• _Exercise_
Exact reproduction is required for all entries.

• _Material for this task_

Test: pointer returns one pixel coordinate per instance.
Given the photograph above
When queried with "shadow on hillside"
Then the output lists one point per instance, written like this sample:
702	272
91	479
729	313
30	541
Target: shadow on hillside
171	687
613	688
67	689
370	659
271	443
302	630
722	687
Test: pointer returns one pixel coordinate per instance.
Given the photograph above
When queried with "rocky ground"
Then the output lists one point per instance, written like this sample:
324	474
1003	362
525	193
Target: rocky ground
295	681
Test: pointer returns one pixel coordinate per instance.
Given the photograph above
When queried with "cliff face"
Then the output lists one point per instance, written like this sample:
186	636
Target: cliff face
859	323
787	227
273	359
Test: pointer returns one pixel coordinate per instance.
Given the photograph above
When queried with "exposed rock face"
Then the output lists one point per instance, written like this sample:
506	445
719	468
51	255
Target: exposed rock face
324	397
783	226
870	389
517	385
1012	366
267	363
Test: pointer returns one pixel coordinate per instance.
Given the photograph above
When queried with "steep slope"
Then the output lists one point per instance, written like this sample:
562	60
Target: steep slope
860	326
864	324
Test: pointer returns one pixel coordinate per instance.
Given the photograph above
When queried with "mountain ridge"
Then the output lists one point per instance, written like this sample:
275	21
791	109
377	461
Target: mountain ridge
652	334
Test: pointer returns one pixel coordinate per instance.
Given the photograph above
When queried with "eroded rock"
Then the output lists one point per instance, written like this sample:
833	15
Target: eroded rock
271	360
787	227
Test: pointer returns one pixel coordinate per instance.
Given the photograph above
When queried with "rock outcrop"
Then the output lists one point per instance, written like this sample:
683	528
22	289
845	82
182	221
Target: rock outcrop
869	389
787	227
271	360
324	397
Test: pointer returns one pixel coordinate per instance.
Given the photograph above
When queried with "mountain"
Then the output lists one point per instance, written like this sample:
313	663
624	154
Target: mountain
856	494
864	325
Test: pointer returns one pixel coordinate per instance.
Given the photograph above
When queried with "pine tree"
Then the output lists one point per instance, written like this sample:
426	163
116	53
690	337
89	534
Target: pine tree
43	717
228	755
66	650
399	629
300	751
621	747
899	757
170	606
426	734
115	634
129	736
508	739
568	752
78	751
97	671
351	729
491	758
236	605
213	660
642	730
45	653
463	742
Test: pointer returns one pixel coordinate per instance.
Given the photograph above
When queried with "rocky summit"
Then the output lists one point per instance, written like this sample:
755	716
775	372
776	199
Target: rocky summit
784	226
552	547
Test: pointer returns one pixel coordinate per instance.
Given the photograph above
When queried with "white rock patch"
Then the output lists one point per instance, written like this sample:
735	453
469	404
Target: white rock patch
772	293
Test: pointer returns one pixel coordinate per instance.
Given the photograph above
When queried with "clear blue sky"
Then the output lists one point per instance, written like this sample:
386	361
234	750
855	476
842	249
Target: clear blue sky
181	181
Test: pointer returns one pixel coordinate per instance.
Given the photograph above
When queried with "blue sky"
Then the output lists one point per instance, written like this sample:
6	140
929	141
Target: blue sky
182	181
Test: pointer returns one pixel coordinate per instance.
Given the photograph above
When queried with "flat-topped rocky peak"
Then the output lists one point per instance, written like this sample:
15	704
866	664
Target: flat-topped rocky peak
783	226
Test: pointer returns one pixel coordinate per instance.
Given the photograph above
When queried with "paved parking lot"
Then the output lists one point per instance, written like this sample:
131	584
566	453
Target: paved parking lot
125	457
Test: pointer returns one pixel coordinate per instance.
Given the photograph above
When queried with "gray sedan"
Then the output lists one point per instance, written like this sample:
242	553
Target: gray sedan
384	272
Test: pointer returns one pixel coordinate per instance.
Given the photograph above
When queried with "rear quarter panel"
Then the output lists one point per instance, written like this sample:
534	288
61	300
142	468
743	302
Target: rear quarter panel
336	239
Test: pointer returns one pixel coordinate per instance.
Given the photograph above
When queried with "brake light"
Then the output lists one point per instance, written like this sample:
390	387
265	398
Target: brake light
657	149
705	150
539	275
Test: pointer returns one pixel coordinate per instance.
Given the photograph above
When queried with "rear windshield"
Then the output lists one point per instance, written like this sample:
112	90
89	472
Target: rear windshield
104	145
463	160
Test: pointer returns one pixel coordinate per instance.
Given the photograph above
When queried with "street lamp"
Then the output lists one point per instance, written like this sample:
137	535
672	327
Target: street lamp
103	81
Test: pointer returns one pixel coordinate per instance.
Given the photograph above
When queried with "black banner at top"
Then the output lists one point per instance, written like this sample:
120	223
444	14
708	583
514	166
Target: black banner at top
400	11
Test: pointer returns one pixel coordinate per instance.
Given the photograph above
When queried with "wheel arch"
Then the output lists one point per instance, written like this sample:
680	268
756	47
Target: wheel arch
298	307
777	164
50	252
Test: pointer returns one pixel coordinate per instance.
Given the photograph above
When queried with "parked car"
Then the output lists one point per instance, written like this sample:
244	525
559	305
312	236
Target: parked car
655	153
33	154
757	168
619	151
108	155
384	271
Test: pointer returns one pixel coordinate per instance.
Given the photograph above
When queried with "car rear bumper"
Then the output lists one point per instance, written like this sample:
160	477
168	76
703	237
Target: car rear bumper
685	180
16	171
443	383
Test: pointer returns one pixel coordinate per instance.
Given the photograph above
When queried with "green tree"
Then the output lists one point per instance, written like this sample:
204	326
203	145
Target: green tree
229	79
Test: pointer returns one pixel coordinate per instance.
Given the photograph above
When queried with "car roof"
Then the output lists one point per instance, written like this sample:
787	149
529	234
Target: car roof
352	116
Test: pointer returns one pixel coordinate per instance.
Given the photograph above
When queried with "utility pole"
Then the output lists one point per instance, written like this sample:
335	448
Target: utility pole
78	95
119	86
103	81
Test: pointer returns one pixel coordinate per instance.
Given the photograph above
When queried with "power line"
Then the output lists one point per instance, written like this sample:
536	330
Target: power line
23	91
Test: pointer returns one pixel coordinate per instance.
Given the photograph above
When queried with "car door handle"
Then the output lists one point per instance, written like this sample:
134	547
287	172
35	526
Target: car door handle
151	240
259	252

• _Written response_
Test: pointer returns one pixel coordinate per instance.
Given the photograph above
When queried with "shadow on hillside"
Then the output lists one point per instance, written like this sample:
702	272
91	479
729	313
30	541
Target: shadow on hillside
171	687
613	688
67	689
370	659
271	443
302	630
722	687
Test: pointer returns one pixel coordinate per instance.
Given the photograph above
When queried with "rocky ground"
Then the output lists one point per instance, written like this sample:
324	474
1003	362
525	193
Target: rocky ground
295	681
Test: pointer returns one pixel coordinate per instance.
Given the photograph above
When queried with "cliff face"
Then the output lists one point per instance, written like this sample:
186	636
Target: cliff face
859	323
787	227
273	359
Test: pointer returns one pixel coordinate per instance.
Given the photograph above
When queried with "exposed rock face"
Then the output lists one point per instance, written like this sample:
506	445
719	468
51	255
Target: exposed rock face
324	397
783	226
870	389
517	385
1012	366
267	363
Test: pointer returns one pixel coordinate per instance.
Given the photograph above
When queried with "steep slope"
Then the output lists one point per instance, written like this sample:
562	60
Target: steep slope
860	326
864	324
Test: pointer returns one pixel coordinate per instance.
Given the photograph above
When queried with "mountain ridge"
Then the output lists one point per instance, written like this sample:
275	21
791	109
377	461
Target: mountain ridge
652	334
Test: pointer returns one pixel coordinate per instance.
Given the photograph above
When queried with "eroded rock"
Then the output lists one point per instance, written like this sample:
833	15
Target: eroded rock
271	360
787	227
Test: pointer returns one pixel coordinate per instance.
Given the photograph above
When queried with "rock outcrop"
Then the output lists one point per instance, written like this sample:
683	528
22	289
845	82
182	221
Target: rock outcrop
869	389
787	227
271	360
324	397
Test: pointer returns one pixel coordinate per instance.
Given the photograph above
When queried with "mountain"
Then the output lists one point per instance, written like this sample:
313	663
624	154
Target: mountain
856	494
864	325
Test: pointer returns one pixel coordinate per instance.
Given the photograph above
When queried with "pine tree"
Then the output lists one point per instance, written like this sample:
426	163
116	53
690	337
89	534
Target: pine tree
43	717
228	755
66	650
399	629
300	751
621	747
899	757
170	606
426	734
115	634
129	736
508	739
568	752
78	751
97	671
351	729
491	758
236	605
213	660
642	730
45	653
463	742
Test: pointer returns one pixel coordinate per instance.
Given the photograph above
When queried with "rocky summit"
Then the output lists one point per instance, written like this sample:
755	716
775	372
776	199
Target: rocky summit
784	226
552	547
Test: pointer returns one pixel coordinate per instance.
Given the photograph above
When queried with "white rock patch"
Then the output lists one point per instance, written like this sample:
735	453
469	404
Target: white rock patch
772	293
Test: pointer returns one pixel coordinate per instance.
Given the photograph above
When queried with "clear blue sky"
Then the output lists one point per instance, written like this sample:
386	361
234	750
855	476
842	249
Target: clear blue sky
181	181
Test: pointer returns one pixel coordinate per instance.
Given the photograph above
When queried with "blue sky"
Then the output lists one point per instance, written like this sample:
6	140
929	141
Target: blue sky
182	181
Test: pointer returns one pixel coordinate per instance.
Given the photograph above
When queried with "flat-topped rocky peak"
Then the output lists one point per instance, written like this sample:
15	704
866	664
Target: flat-topped rocky peak
783	226
Test: pointer returns one pixel coordinate per instance.
Given the photograph above
When queried with "paved parking lot"
Then the output lists one point per instance, written like this sample:
131	584
566	453
Target: paved parking lot
125	457
Test: pointer returns one pixel coordinate per instance.
Given the photograph above
When queried with "gray sedan"
Then the output lists one point per instance, written like this sample:
242	553
Target: gray sedan
384	272
Test: pointer returns one pixel coordinate per instance.
Given the photograph above
When queried with "rear quarter panel"
Then the output lists one point per instance, written like this sample:
534	288
61	300
142	468
743	302
Target: rear quarter panel
336	239
Test: pointer returns one pixel coordinate per instance.
Given the photograph above
When queried with "brake light"
Then the output lists one point per instance, written like this sample:
390	387
265	398
Target: brake light
657	149
705	150
539	275
Test: pointer returns one pixel coordinate per instance.
Given the photograph above
When queried with "rear windshield"
Then the output lists one point per instance, written like this sample:
112	90
89	472
Target: rear windshield
104	145
463	160
Test: pointer returns one pixel coordinate per instance.
Given the photograph above
When queried with "street lamp"
Then the output lists one point per instance, written like this sample:
137	535
672	327
Target: street lamp
103	81
Test: pointer returns one pixel coordinate per instance.
Given the photograph above
When queried with "black banner at top"
Then the output lists one point per instance, written like this sample:
120	223
444	14
708	583
514	166
Target: black banner at top
400	11
Test: pointer returns one pixel coordinate per instance.
Given the photograph above
When queried with "wheel arch"
Then the output lists one point per instance, written like this sample:
680	268
756	47
Target: wheel arch
298	307
777	164
50	252
Test: pointer returns one pixel coordinate per instance.
Given the photograph above
When queried with "parked car"
Then the output lists one point per instance, written like this sample:
244	525
559	305
312	236
Target: parked car
655	153
33	154
757	168
619	151
108	155
384	271
Test: pointer returns one pixel coordinate per instance.
Given the photograph above
When queried with "car rear bumper"
Then the output lists one point per instance, written like this sample:
160	477
168	76
703	237
Target: car rear bumper
685	180
16	171
443	383
Test: pointer returns one pixel coordinate per instance.
Given the photograph above
When queried with "green tree"
Then the output lists one point per instance, written like this sample:
204	326
203	145
Target: green tree
229	79
Test: pointer returns one pixel coordinate per instance.
Given the photograph above
When queried with "car roof"
Then the output lists one point per instance, written like this sample:
787	149
529	234
Target: car roof
352	116
Test: pointer returns one pixel coordinate per instance.
Given the photograph above
When queried with "utility pole"
Then the output lists one point per instance, written like this sample:
335	448
Target: utility pole
78	95
119	86
103	81
Test: pointer returns one pixel coordinate per instance.
Given the photograph above
When queried with "power line"
Then the output lists one point per instance, written like this sample:
536	330
Target: power line
23	91
Test: pointer returns one pixel coordinate per instance.
Given the photograph above
When queried with "car door handle"
Then the output lists one point per instance, written like this sample:
134	547
287	172
35	526
Target: car door handle
151	240
259	252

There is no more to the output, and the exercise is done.